Dataset entries:
[Start of Attachment]
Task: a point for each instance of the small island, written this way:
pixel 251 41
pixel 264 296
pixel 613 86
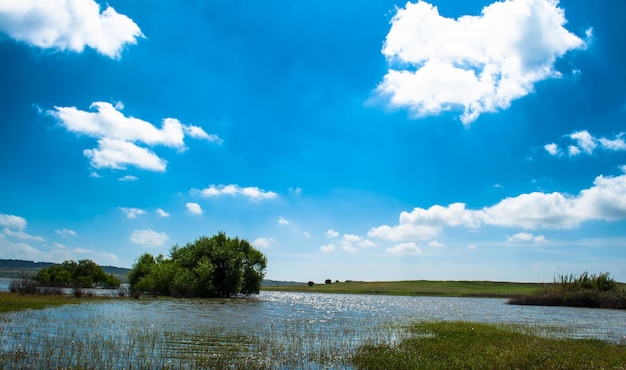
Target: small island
pixel 584 290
[End of Attachment]
WORK INSTRUCTIONS: Retype the entries word for word. Omit any images.

ANSWER SECTION:
Task: a point for each instance of the small island, written this way:
pixel 251 41
pixel 264 296
pixel 613 86
Target: small island
pixel 584 290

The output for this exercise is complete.